## [What is required]
The answer must be every line below that holds the word "green".

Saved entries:
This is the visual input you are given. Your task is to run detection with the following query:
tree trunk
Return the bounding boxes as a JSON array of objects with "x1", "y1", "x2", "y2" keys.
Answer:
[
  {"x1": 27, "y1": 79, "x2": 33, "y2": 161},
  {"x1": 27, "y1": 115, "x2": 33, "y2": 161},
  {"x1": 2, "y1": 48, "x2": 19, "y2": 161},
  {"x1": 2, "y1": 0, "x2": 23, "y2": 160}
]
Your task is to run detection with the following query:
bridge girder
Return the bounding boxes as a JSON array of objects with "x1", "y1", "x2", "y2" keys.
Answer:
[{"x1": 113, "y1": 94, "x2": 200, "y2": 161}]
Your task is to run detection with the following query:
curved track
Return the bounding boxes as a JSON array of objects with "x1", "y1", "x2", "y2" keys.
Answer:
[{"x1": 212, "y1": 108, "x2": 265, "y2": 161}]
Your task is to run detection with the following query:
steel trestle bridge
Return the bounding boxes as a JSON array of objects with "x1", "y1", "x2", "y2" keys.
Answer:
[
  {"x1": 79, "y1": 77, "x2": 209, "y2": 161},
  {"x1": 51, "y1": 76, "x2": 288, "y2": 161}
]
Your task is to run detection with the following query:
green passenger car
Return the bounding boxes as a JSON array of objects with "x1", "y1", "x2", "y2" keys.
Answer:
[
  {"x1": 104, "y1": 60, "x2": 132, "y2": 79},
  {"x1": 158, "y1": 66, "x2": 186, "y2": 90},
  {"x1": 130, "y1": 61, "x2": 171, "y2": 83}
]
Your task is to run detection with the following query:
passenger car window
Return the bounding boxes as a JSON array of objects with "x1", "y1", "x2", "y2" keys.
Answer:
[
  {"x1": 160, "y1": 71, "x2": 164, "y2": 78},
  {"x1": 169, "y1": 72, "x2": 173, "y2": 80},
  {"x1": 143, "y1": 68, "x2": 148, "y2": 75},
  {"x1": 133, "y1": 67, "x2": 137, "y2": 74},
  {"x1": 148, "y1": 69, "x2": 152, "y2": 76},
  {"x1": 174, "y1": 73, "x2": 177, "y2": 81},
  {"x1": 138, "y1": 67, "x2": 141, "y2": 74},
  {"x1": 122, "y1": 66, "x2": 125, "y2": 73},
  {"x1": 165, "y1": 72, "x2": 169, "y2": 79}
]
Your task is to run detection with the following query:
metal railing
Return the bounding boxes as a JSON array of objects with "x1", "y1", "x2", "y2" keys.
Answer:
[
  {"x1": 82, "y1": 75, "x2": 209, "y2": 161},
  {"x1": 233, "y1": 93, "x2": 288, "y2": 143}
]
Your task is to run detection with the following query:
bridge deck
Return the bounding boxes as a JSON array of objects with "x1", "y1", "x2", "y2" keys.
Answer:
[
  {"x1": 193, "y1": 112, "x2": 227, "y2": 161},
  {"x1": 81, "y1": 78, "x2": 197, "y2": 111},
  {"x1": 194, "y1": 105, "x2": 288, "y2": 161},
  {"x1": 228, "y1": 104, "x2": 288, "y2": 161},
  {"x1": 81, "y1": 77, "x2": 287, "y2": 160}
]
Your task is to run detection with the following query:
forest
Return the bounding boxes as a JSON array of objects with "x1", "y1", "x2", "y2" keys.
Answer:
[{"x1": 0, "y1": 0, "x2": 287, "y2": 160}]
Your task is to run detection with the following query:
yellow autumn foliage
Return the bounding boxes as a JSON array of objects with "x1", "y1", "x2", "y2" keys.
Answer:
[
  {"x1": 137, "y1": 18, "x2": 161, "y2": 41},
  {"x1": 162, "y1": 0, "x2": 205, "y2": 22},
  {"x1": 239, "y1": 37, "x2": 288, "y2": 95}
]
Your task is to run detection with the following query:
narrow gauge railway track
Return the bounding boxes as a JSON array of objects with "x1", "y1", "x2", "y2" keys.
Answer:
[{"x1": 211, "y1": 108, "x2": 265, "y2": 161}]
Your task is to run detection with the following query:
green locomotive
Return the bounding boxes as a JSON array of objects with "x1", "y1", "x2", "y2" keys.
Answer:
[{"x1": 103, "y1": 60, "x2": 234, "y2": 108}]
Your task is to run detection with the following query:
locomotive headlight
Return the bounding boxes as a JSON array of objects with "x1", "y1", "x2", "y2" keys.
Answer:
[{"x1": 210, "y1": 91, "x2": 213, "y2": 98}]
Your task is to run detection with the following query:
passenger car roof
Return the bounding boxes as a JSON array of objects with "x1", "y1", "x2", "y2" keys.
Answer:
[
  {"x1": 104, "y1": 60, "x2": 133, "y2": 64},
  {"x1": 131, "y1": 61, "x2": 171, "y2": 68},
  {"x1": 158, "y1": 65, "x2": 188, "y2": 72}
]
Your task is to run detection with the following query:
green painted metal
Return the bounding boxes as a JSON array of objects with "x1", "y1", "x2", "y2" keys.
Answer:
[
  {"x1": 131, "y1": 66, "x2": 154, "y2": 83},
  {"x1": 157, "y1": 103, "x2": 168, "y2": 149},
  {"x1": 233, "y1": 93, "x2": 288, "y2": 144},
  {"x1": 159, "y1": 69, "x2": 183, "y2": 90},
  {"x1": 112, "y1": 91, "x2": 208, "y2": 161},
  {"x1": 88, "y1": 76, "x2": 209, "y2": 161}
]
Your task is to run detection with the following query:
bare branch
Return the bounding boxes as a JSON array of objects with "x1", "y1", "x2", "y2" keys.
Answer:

## [Expected output]
green passenger car
green locomotive
green painted metal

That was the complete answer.